● **PASSAGE**
How to use fonts to help students with dyslexia


How to use fonts to help students with dyslexia

Dyslexia is a very common learning disorder, with 1 in every 6 adults having the reading level of an 11-year-old. Many famous people suffer from this reading difficulty, such as Muhammad Ali and Jamie Oliver.

Students with dyslexia often fall behind in their schoolwork because they take longer to process text. Whilst the research in this area is lacking, there are researchers and teachers who believe that changing fonts can have a drastic positive influence on the reading development of students with dyslexia.

So, how can we make reading more accessible for those with dyslexia?

What Is Dyslexia?

Dyslexia is a learning disorder that causes difficulties in reading. It affects the areas of the brain that are involved in language processing, leading to problems with identifying speech sounds and relating letters and words. Statistics outline that 10% of the UK population is dyslexic.

Beyond academics, dyslexia can also have a social impact. Students with dyslexia often have difficulties finding the words they need to express themselves. Their ability to communicate with their peers, teachers, and even family members is hindered, and this can lead to them being excluded from many conversations. Whilst those of us not experiencing this disorder may never understand the frustration and difficulties that those with dyslexia face, we must continue to find ways to support them.

● **DIRECTIVE 1**
Condense the paragraph in the dyslexia article that begins "Beyond academics, dyslexia" into a short bulleted list, keeping its main facts.
● **DIRECTIVE 2**
Update the dyslexia article from "Dyslexia is a learning" to "to support them.", changing "peers" to "classmates".
The material after this point comes from a separate source.

● **RECORDED INFORMATION**
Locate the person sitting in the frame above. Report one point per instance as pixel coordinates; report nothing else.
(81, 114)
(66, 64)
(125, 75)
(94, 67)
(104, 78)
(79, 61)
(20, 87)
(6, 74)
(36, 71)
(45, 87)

● **EXERCISE RESULT 1**
- Dyslexia affects students socially as well as academically.
- Students with dyslexia often struggle to find the words to express themselves.
- This hinders their communication with peers, teachers, and family, and can leave them excluded from conversations.
- People without dyslexia may never fully understand this frustration, but they must keep finding ways to support those who have it.

● **EXERCISE RESULT 2**
Dyslexia is a learning disorder that causes difficulties in reading. It affects the areas of the brain that are involved in language processing, leading to problems with identifying speech sounds and relating letters and words. Statistics outline that 10% of the UK population is dyslexic.

Beyond academics, dyslexia can also have a social impact. Students with dyslexia often have difficulties finding the words they need to express themselves. Their ability to communicate with their classmates, teachers, and even family members is hindered, and this can lead to them being excluded from many conversations. Whilst those of us not experiencing this disorder may never understand the frustration and difficulties that those with dyslexia face, we must continue to find ways to support them.